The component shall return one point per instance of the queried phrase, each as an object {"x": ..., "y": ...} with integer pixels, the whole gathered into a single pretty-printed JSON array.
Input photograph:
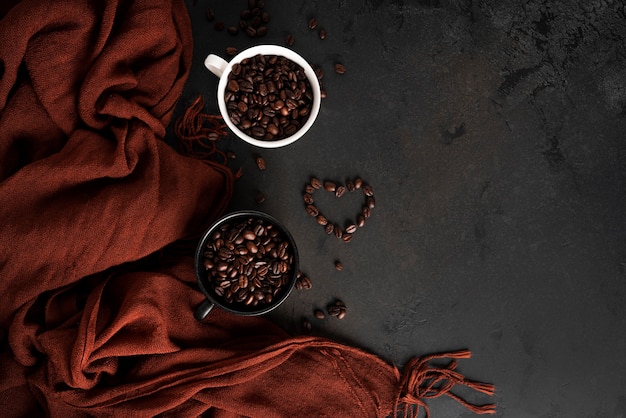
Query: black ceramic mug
[{"x": 208, "y": 288}]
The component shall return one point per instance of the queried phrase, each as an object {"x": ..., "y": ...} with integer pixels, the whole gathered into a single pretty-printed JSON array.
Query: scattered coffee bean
[
  {"x": 340, "y": 68},
  {"x": 260, "y": 163},
  {"x": 330, "y": 186},
  {"x": 249, "y": 262},
  {"x": 312, "y": 210}
]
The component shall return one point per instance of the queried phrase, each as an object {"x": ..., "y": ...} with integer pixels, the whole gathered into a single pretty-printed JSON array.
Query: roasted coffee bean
[
  {"x": 340, "y": 68},
  {"x": 240, "y": 272},
  {"x": 277, "y": 93},
  {"x": 316, "y": 183},
  {"x": 319, "y": 72},
  {"x": 330, "y": 186},
  {"x": 312, "y": 210}
]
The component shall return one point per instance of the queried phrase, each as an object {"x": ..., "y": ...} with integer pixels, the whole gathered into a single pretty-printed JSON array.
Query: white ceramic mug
[{"x": 222, "y": 68}]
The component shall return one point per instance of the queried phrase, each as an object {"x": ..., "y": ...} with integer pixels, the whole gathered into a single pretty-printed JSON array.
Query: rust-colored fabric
[{"x": 94, "y": 319}]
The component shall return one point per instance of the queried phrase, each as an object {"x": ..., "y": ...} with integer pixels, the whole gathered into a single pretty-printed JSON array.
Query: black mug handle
[{"x": 203, "y": 310}]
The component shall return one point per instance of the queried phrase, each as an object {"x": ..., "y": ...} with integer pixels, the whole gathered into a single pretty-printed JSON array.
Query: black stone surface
[{"x": 493, "y": 134}]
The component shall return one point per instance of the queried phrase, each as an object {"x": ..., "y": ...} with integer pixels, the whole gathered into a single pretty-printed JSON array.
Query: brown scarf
[{"x": 96, "y": 312}]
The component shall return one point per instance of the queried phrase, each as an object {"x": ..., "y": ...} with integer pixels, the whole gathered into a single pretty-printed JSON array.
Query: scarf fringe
[{"x": 421, "y": 381}]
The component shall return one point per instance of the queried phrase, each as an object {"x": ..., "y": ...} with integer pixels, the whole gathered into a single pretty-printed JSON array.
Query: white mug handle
[{"x": 215, "y": 64}]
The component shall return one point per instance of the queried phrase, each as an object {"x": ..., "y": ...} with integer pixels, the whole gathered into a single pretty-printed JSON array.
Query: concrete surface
[{"x": 493, "y": 134}]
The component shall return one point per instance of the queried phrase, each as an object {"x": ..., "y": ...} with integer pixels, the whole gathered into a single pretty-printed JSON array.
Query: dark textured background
[{"x": 493, "y": 134}]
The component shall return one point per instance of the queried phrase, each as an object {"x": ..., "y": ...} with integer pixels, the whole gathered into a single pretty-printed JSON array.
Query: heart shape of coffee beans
[{"x": 339, "y": 190}]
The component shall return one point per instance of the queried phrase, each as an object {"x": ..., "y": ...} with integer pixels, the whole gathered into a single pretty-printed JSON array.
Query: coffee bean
[
  {"x": 340, "y": 68},
  {"x": 239, "y": 271},
  {"x": 277, "y": 93},
  {"x": 210, "y": 14},
  {"x": 316, "y": 183},
  {"x": 312, "y": 210}
]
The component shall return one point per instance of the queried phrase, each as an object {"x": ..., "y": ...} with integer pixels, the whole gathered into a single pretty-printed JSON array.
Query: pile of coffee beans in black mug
[
  {"x": 268, "y": 97},
  {"x": 248, "y": 262}
]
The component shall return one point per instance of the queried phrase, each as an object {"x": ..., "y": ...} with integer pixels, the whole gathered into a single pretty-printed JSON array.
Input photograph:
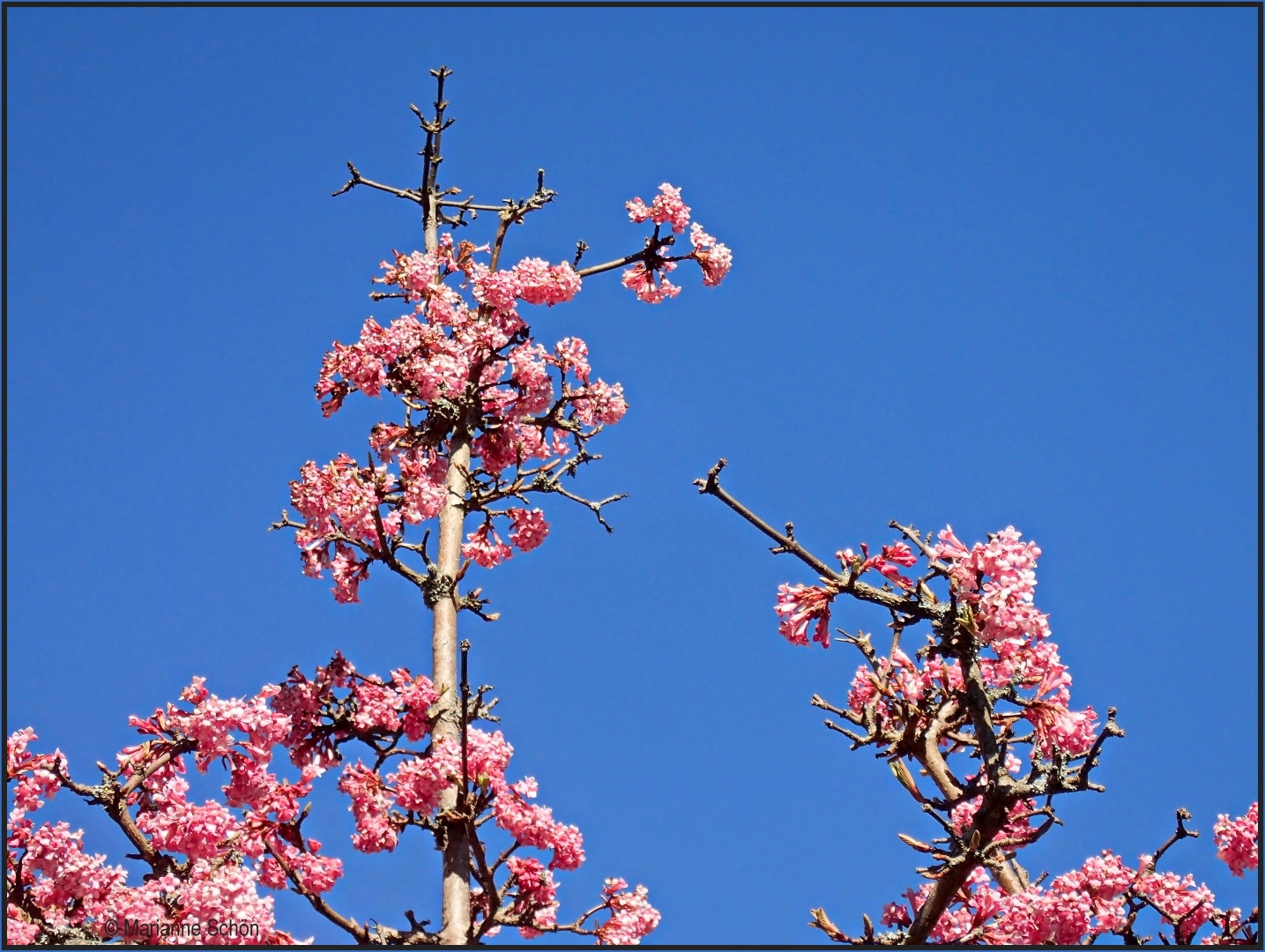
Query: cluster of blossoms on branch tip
[
  {"x": 208, "y": 861},
  {"x": 648, "y": 277},
  {"x": 1104, "y": 896},
  {"x": 919, "y": 708},
  {"x": 465, "y": 367},
  {"x": 949, "y": 716}
]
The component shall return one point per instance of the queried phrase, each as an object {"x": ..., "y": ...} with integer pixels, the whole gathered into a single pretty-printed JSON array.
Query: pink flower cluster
[
  {"x": 648, "y": 277},
  {"x": 485, "y": 547},
  {"x": 666, "y": 209},
  {"x": 459, "y": 355},
  {"x": 1238, "y": 840},
  {"x": 64, "y": 893},
  {"x": 1075, "y": 909},
  {"x": 252, "y": 837},
  {"x": 996, "y": 582},
  {"x": 633, "y": 917},
  {"x": 801, "y": 606}
]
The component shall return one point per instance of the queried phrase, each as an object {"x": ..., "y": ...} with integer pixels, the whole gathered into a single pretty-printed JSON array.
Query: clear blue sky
[{"x": 993, "y": 267}]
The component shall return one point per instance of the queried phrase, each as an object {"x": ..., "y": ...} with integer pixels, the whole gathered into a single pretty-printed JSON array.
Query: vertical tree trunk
[
  {"x": 456, "y": 928},
  {"x": 457, "y": 871}
]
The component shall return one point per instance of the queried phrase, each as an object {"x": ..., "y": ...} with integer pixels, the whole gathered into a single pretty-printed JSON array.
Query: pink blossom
[
  {"x": 1186, "y": 905},
  {"x": 633, "y": 917},
  {"x": 534, "y": 826},
  {"x": 185, "y": 829},
  {"x": 369, "y": 804},
  {"x": 227, "y": 893},
  {"x": 317, "y": 874},
  {"x": 797, "y": 607},
  {"x": 666, "y": 209},
  {"x": 539, "y": 283},
  {"x": 572, "y": 354},
  {"x": 495, "y": 288},
  {"x": 599, "y": 404},
  {"x": 420, "y": 782},
  {"x": 535, "y": 894},
  {"x": 529, "y": 529},
  {"x": 643, "y": 282},
  {"x": 416, "y": 695},
  {"x": 485, "y": 547},
  {"x": 375, "y": 707},
  {"x": 1236, "y": 840},
  {"x": 1070, "y": 731},
  {"x": 712, "y": 257}
]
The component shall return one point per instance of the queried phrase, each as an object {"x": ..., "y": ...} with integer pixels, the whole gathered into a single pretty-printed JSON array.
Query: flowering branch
[{"x": 987, "y": 664}]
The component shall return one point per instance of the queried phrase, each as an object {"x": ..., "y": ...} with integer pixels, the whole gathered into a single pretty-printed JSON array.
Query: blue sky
[{"x": 992, "y": 267}]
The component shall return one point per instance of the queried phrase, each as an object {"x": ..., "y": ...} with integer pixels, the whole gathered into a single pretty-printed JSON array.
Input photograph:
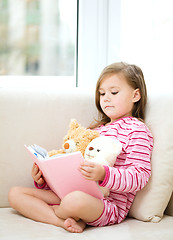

Given task: Reproduce every one of the records above word for word, leaving the pictures out.

Expected answer:
The component shall return one point per instance of the queried phrase, each as an object {"x": ..., "y": ...} with integer pixels, the whole gathered into a single pretty-printed JSON array.
Input photograph:
Query: black ceramic mug
[{"x": 208, "y": 288}]
The component shall return one point per instance of the queried phrase, each as an object {"x": ..., "y": ...} with integer pixels, the whole gathered into a single pretty-printed JSON array.
Query: scattered coffee bean
[
  {"x": 340, "y": 68},
  {"x": 260, "y": 163},
  {"x": 330, "y": 186},
  {"x": 249, "y": 262},
  {"x": 312, "y": 210}
]
The component shall return one point per instance of the queried phrase, each as an object {"x": ..., "y": ...} with integer pixels, the whole gathered into a single pretty-printed JSON array.
Query: roasted coffee bean
[
  {"x": 340, "y": 68},
  {"x": 240, "y": 272},
  {"x": 277, "y": 93},
  {"x": 316, "y": 183},
  {"x": 319, "y": 72},
  {"x": 330, "y": 186},
  {"x": 312, "y": 210}
]
The component shall return one point per instance of the queried phrase, each as an object {"x": ..., "y": ...} with integer pixels, the whole gathered into a single pretty-printed JSON array.
Query: white ceramic mug
[{"x": 222, "y": 68}]
The component shall return one point per instance of the queried phrase, each as an object {"x": ..., "y": ...} with integer pixels, the whole gathered into a single pretty-printed JSON array.
Query: rust-colored fabric
[{"x": 94, "y": 319}]
The component shall return one point per instance of the queried phrase, each as an object {"x": ..., "y": ...} with integer pixels, the whole gathered into a single pretty-printed JSON array.
Query: black mug handle
[{"x": 203, "y": 310}]
The component shall return one point per instance of the queried phrase, each as an object {"x": ..., "y": ...} with integer pixels, the whole gathered into a single pretty-printed JSON array.
Query: black stone surface
[{"x": 493, "y": 134}]
The component shall return one point per instance of the queried phrase, each as an object {"x": ..., "y": ...} with integer pixels, the whole gathered into a single pretty-printed JSON array.
Query: brown scarf
[{"x": 96, "y": 312}]
The component shall return one point per instance of the queried phrase, each as an object {"x": ..., "y": ...} with integer pixels, the whole gathered into a single pretty-printed JSON array.
Query: scarf fringe
[{"x": 421, "y": 381}]
The component shall return one point per instance of the queried phrase, each as an object {"x": ..., "y": ...} with integer pixels, the whole gathered into a single pretty-printed JSON array.
Query: white mug handle
[{"x": 215, "y": 64}]
The component shall return one point per instance of the queried phrase, each as an object {"x": ..., "y": ...} with integer pixels, the whole gathered into a single pretty-printed JSON array.
Query: concrete surface
[{"x": 493, "y": 134}]
The component shall return one point per instance of the queried phrase, each as an object {"x": ..., "y": ...} with integer pixels, the whole gathered into a single pretty-printed JSON array.
Query: dark textured background
[{"x": 493, "y": 134}]
The component shall return one point per instance of the queried phrase, each as an object {"x": ..., "y": ...} with integer pixels, the whole gathered into a single pretty-printed JSON array.
Query: heart shape of coffee beans
[{"x": 339, "y": 190}]
The component shall return one point per instance of the queried phrase, each as an object {"x": ..., "y": ...} with integer pixels, the whole gathered into a single pretty-printed JSON array.
Query: coffee bean
[
  {"x": 340, "y": 68},
  {"x": 239, "y": 271},
  {"x": 277, "y": 93},
  {"x": 210, "y": 14},
  {"x": 316, "y": 183},
  {"x": 312, "y": 210}
]
The component shall return one point per instance of the queried phrase, each as an object {"x": ..., "y": ...} with integer pixels, the whole gathered into a single pretty-printed JSON array.
Query: pile of coffee beans in black mug
[
  {"x": 268, "y": 97},
  {"x": 248, "y": 262}
]
The component shall return one point per instance of the queried phrase, each as an object {"x": ..., "y": ...} with integer pixels, the whole gathered into a single pretty-printed JSON array.
Input photograph:
Query: cluster of blossoms on branch tip
[
  {"x": 208, "y": 861},
  {"x": 648, "y": 277},
  {"x": 1104, "y": 896},
  {"x": 919, "y": 708},
  {"x": 465, "y": 367},
  {"x": 949, "y": 716}
]
The component shall return one point per instance of the queried phrase, each as an object {"x": ..., "y": ...} with integer pixels, the whole gathered into a single pretty-printed JSON array.
Query: pink flower cluster
[
  {"x": 648, "y": 277},
  {"x": 485, "y": 547},
  {"x": 666, "y": 209},
  {"x": 459, "y": 355},
  {"x": 1238, "y": 840},
  {"x": 64, "y": 893},
  {"x": 1075, "y": 909},
  {"x": 252, "y": 837},
  {"x": 996, "y": 582},
  {"x": 633, "y": 917},
  {"x": 801, "y": 606}
]
The component shall return one point per instance of the queried phrase, each as an object {"x": ..., "y": ...} with integer pixels, the whole gathered into a single pretty-printed JSON array.
Query: clear blue sky
[{"x": 993, "y": 267}]
The component shall return one point per instance of the queried phrase, each as an object {"x": ..., "y": ...} with integer pixels, the whole gathered into a single pretty-printed JSON array.
Query: vertical tree trunk
[
  {"x": 456, "y": 928},
  {"x": 457, "y": 871}
]
The component shall return one point per instance of the queried phrase, each as an object {"x": ..., "y": ...} with integer pixels, the whole gathered into a single pretty-printed JSON array.
Query: pink blossom
[
  {"x": 1186, "y": 905},
  {"x": 633, "y": 917},
  {"x": 534, "y": 826},
  {"x": 185, "y": 829},
  {"x": 369, "y": 804},
  {"x": 227, "y": 893},
  {"x": 317, "y": 874},
  {"x": 797, "y": 607},
  {"x": 666, "y": 209},
  {"x": 539, "y": 283},
  {"x": 572, "y": 354},
  {"x": 495, "y": 288},
  {"x": 599, "y": 404},
  {"x": 420, "y": 782},
  {"x": 535, "y": 894},
  {"x": 529, "y": 529},
  {"x": 643, "y": 282},
  {"x": 416, "y": 695},
  {"x": 485, "y": 547},
  {"x": 375, "y": 707},
  {"x": 1236, "y": 840},
  {"x": 1070, "y": 731},
  {"x": 712, "y": 257}
]
The component shall return one point per instance of the queried phrase, each as an object {"x": ..., "y": ...} with integer pixels, the whole gathered into a single pretty-printed JSON array.
Query: flowering branch
[{"x": 987, "y": 664}]
The component shall return one point per instance of the queried phrase, each as an object {"x": ..., "y": ...} with integer pixels, the whole gathered into a single pretty-printed JSON array.
Query: blue sky
[{"x": 992, "y": 267}]
The component shall return one point per instance of the queried phrase, each as an object {"x": ..., "y": ...} with integer pixels, the whole gathered into a single pretty-printed JSON array.
Input photograph:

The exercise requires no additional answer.